- _ページ抜粋_:
--- --- ---

有機EL表示装置の台頭により、画像表示装置の薄型化への要望が強くなるに伴って、円偏光板についても薄型化が求められている。従来の樹脂フィルムを成形した位相差フィルムから、薄型化が可能な液晶化合物を材料にして形成した位相差フィルムへ変更することが検討されている(例えば、特許文献1参照)。重合性液晶化合物を使用した位相差フィルムは、重合性液晶化合物を基材上に塗工し配向させ、必要により光照射をして配向状態を固定することで製造される。重合性液晶化合物から形成される位相差フィルムを有する円偏光板を前面板付きで高温環境下におくと、円偏光板中央部において初期状態から反射光の色変化が生じる、具体的には反射光が赤くなるという問題があった。
特開2017−54093号公報
本発明の目的は、液晶化合物が硬化した層を含む位相差フィルムを備える円偏光板において、カバーガラスなどの前面板を貼合した状態で高温環境下においた後の、初期状態からの反射光の色の変化が抑制できる円偏光板を提供することである。
[1]偏光子の一方の面に第1の保護フィルムが積層され、当該偏光子のもう一方の面に第2の保護フィルムが積層された偏光板と、重合性液晶化合物が硬化した層を含む位相差フィルムとを備え、
以下の条件1及び条件2の内、少なくとも一方を満たす円偏光板。
条件1:前記第1の保護フィルムの透湿度をx(g/m・24hr)とし、前記第2の保護フィルムの透湿度をy(g/m・24hr)としたときに、式(1)を満たす。
1/x+1/y≧0.0030 式(1)
条件2:前記偏光板の水分率が3%以下である。
[2]条件1及び条件2を両方満たす請求項1に記載の円偏光板。
[3]前記偏光板における前記位相差フィルムが積層された側とは反対側に、前面板を備える請求項1または2に記載の円偏光板。
[4]前記偏光子の厚みが13μm以下である請求項1〜3のいずれかに記載の円偏光板。
本発明によれば、液晶化合物が硬化した層を含む位相差フィルムを備える円偏光板において、カバーガラスなどの前面板を貼合した状態で高温環境下においた後の、初期状態からの反射光の色の変化が抑制できる。

--- --- ---

- _記録_:
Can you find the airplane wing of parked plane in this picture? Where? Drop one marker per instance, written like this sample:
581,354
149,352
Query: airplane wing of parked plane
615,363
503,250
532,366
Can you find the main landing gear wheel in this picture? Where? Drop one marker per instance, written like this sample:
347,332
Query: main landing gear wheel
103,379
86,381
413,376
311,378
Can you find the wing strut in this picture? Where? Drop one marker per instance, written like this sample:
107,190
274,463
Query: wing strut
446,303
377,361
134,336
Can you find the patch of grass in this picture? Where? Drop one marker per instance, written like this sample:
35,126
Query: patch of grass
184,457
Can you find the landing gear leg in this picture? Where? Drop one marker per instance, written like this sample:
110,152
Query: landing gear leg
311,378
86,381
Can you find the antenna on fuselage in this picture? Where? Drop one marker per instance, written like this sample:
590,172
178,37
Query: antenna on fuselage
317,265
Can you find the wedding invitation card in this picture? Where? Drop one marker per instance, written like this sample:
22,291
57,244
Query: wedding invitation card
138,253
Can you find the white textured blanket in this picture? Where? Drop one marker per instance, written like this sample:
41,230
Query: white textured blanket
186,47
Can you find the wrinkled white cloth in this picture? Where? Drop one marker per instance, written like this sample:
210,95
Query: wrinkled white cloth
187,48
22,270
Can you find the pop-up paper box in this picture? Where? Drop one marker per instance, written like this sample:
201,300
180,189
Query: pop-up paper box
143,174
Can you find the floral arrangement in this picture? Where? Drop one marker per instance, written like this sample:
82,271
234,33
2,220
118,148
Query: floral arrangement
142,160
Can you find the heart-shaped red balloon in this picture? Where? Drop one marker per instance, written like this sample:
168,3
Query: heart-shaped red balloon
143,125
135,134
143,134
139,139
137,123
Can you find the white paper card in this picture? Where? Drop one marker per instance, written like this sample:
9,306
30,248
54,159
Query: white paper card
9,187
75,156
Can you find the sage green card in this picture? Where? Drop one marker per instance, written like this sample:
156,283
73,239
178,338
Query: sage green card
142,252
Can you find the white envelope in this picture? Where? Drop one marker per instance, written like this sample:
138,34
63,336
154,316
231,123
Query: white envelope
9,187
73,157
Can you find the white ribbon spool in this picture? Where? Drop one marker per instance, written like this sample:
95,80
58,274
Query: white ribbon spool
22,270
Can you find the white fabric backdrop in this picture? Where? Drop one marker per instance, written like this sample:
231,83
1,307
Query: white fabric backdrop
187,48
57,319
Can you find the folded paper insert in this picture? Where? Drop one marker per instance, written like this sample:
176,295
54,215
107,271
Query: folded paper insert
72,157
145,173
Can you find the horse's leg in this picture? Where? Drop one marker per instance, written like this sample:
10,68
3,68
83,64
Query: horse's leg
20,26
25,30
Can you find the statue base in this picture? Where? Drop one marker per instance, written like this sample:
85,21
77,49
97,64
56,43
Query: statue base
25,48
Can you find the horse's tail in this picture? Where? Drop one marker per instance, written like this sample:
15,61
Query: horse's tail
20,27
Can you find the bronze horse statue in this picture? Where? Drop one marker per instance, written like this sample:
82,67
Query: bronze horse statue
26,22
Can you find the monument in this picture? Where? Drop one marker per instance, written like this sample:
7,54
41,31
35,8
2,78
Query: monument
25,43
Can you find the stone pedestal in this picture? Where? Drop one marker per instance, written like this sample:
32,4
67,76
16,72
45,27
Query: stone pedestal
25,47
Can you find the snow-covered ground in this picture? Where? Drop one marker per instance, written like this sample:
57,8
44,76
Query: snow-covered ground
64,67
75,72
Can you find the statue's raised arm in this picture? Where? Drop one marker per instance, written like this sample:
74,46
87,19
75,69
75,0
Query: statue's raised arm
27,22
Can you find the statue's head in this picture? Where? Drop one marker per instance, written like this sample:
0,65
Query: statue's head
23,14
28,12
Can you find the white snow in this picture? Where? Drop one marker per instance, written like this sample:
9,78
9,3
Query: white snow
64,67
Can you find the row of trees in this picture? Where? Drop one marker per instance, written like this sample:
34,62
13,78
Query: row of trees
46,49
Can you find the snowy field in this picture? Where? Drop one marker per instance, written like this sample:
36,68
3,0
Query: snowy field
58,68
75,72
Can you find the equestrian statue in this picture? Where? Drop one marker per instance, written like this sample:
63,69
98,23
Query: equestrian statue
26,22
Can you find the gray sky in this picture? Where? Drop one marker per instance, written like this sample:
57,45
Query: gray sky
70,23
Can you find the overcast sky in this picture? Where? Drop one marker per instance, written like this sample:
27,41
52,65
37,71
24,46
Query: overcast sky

--- --- ---

- _作業指示_:
**1)** 次の(a)〜(c)の記述が円偏光板に関する抜粋の内容と一致するかどうか、それぞれ「はい」または「いいえ」で答え、判断の根拠となる抜粋中の語句をそのまま引用してください。
(a) 重合性液晶化合物から形成される位相差フィルムを有する円偏光板を前面板付きで高温環境下におくと、反射光が赤くなるという問題があった。
(b) 条件2は、偏光板の水分率が5%以下であることである。
(c) [4]では、偏光子の厚みが13μm以下とされている。
**2)** 円偏光板に関する抜粋の最後の文に続けて、同じ文体で本文を書き継いでください。

- _想定解答_:
**1)**
(a) はい。「具体的には反射光が赤くなるという問題があった」
(b) いいえ。「前記偏光板の水分率が3%以下である」
(c) はい。「前記偏光子の厚みが13μm以下である」

**2)**
円偏光板の層構成を示す概略断面図の一例である。 円偏光板の層構成を示す概略断面図の一例である。 有機EL表示装置の層構成を示す概略断面図の一例である。
<円偏光板>
本発明の円偏光板は、偏光板と位相差フィルムとを備える。偏光板と位相差フィルムとは、例えば接着層を介して積層することができる。接着層としては、例えば後述の粘着剤層や接着剤層が挙げられる。本発明において偏光板とは、偏光子と、偏光子の両面にそれぞれ貼合された保護フィルムとからなる積層体のことをいう。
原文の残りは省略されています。